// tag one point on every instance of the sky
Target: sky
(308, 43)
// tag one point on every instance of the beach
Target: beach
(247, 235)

________________

**Task directions**: Where a line of the entries contains the word "every", copy that line.

**Reply**:
// tag one point on every instance of the sky
// tag one point on every instance of the beach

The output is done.